_WHAT IS BEING ASKED_. What is needed is a copy of each line in the listing that contains "kart".

=== Section Start ===

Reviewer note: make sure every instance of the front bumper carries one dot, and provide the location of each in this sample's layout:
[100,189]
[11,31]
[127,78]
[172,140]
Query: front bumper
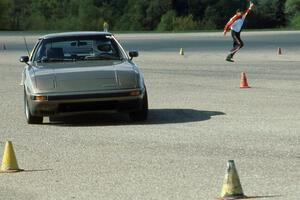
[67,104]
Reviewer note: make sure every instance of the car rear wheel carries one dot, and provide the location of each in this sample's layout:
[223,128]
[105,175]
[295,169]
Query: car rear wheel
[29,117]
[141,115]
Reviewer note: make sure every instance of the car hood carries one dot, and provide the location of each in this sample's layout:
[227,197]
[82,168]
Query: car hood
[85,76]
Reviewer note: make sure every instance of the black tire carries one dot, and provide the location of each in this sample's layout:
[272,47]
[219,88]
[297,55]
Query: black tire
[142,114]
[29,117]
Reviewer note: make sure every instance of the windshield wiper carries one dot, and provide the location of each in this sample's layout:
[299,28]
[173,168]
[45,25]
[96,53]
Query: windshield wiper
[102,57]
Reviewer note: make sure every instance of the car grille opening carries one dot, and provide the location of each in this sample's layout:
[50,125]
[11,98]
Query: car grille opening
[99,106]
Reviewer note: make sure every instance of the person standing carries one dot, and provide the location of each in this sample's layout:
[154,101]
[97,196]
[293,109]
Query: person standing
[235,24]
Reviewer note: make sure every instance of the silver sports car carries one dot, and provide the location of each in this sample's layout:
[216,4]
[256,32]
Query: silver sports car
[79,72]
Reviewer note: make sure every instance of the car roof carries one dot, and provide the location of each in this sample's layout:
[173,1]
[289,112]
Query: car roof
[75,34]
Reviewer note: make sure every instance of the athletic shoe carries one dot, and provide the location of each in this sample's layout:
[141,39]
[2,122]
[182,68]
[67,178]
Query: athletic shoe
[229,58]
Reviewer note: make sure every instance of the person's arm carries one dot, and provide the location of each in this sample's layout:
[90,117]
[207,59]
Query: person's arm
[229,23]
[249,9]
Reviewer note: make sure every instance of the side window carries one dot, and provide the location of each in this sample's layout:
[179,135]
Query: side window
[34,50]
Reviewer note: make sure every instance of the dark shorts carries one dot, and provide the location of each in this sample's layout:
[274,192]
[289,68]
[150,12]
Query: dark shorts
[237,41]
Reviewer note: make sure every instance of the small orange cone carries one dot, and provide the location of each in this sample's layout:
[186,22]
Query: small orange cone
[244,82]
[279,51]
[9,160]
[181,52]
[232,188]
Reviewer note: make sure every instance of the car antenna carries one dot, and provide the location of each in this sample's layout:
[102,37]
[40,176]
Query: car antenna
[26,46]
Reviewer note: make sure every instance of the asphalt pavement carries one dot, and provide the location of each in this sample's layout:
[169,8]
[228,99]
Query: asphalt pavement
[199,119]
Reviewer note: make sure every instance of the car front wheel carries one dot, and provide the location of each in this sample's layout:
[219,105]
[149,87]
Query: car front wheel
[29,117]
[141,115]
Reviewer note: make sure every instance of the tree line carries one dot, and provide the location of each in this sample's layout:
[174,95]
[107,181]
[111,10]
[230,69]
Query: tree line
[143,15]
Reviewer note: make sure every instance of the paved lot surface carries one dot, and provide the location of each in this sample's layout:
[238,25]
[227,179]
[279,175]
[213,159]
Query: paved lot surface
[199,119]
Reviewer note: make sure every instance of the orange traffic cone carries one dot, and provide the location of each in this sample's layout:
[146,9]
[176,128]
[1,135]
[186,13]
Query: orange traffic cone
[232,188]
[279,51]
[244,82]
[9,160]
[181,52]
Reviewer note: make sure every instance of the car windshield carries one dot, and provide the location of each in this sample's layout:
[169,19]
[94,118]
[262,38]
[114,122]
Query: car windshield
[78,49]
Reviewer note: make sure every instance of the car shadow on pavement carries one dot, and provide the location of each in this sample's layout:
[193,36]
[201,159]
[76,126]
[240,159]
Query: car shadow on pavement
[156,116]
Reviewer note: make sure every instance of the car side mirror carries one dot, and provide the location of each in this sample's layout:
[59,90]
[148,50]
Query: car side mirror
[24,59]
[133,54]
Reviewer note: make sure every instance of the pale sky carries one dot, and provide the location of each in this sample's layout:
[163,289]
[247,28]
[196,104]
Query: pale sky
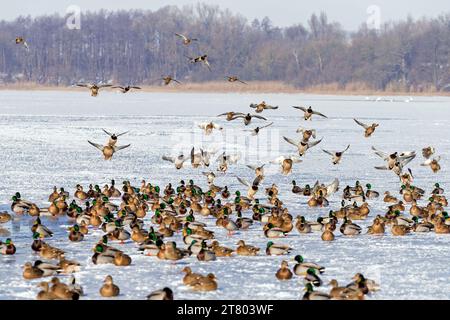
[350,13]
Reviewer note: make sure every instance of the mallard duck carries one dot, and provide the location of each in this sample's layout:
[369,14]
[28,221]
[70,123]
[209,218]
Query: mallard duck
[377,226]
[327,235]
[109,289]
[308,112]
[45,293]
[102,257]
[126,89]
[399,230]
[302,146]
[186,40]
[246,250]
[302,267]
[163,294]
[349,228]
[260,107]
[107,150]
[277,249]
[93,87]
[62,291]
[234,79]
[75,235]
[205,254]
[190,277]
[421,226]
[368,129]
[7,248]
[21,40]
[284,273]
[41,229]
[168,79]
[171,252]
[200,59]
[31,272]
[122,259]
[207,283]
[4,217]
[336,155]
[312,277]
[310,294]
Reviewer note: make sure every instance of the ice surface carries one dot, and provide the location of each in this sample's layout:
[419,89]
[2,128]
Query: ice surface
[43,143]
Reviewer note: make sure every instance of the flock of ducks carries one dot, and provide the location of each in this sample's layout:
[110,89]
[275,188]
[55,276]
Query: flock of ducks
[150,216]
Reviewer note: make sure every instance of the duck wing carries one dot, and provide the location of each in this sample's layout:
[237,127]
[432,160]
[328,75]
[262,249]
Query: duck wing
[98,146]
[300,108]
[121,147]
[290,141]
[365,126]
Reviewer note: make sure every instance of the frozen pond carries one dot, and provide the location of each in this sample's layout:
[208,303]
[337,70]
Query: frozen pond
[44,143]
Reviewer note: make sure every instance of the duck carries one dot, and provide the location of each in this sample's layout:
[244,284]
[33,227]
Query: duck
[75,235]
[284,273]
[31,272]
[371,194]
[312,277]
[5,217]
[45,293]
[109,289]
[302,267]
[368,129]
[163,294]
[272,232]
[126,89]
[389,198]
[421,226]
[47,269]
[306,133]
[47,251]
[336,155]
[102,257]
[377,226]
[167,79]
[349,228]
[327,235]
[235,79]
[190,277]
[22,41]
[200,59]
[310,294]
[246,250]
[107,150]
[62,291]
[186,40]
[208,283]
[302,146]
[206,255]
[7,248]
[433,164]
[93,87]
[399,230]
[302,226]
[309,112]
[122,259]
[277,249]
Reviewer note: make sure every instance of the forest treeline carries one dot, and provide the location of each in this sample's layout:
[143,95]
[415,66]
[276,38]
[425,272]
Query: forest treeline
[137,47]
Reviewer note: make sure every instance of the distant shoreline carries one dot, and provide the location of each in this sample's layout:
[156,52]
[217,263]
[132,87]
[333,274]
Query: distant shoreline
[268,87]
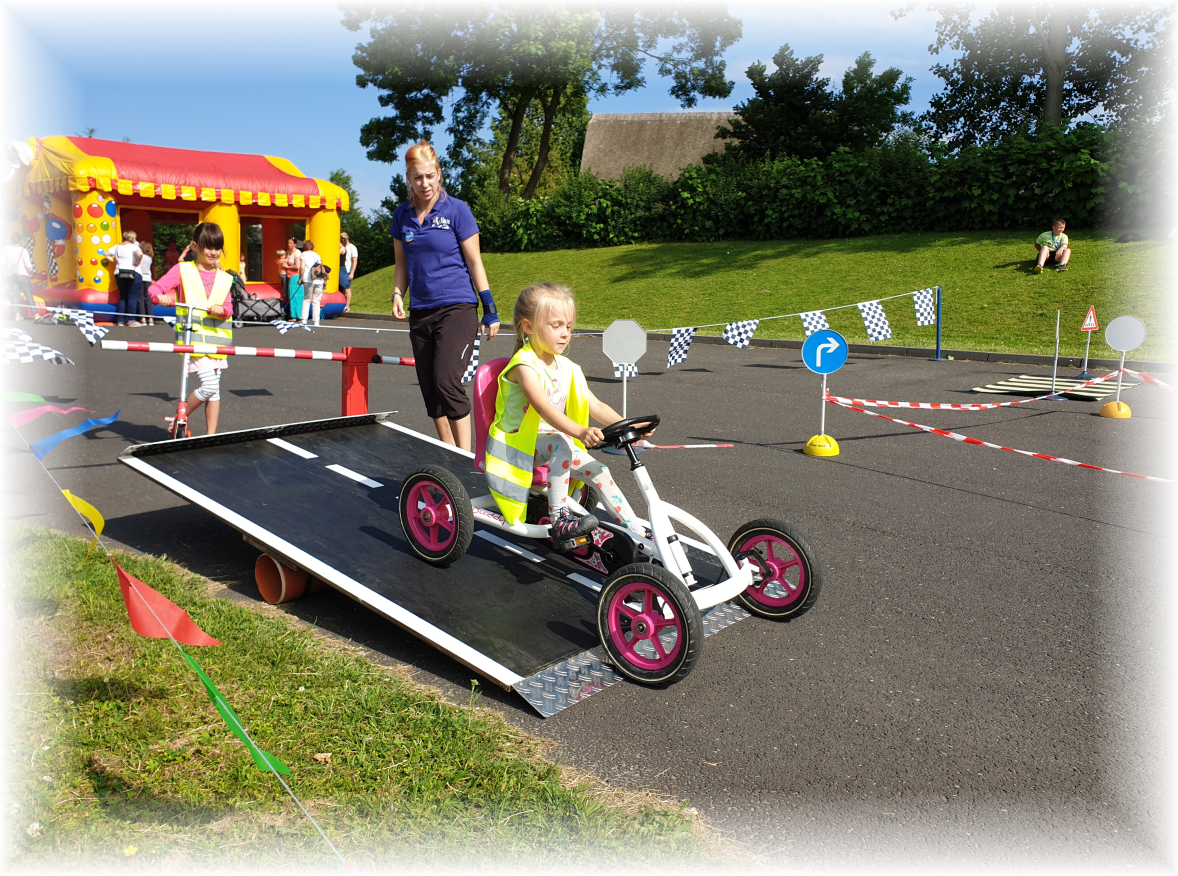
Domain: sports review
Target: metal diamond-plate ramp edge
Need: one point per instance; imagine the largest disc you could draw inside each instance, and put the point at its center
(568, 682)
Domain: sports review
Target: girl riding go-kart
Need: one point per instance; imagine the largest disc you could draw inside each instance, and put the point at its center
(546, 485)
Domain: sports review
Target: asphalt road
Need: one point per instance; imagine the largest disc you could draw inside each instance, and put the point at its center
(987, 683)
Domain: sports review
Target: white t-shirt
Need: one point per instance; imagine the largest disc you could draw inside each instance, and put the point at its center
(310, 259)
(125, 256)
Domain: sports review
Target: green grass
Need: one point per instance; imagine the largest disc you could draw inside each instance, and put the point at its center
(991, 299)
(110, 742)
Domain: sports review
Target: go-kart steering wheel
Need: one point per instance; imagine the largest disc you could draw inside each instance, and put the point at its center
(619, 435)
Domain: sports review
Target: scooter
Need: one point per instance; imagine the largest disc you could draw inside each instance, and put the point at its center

=== Section End ===

_FINAL ANSWER_.
Target: girl riding go-kart
Target: go-kart steering wheel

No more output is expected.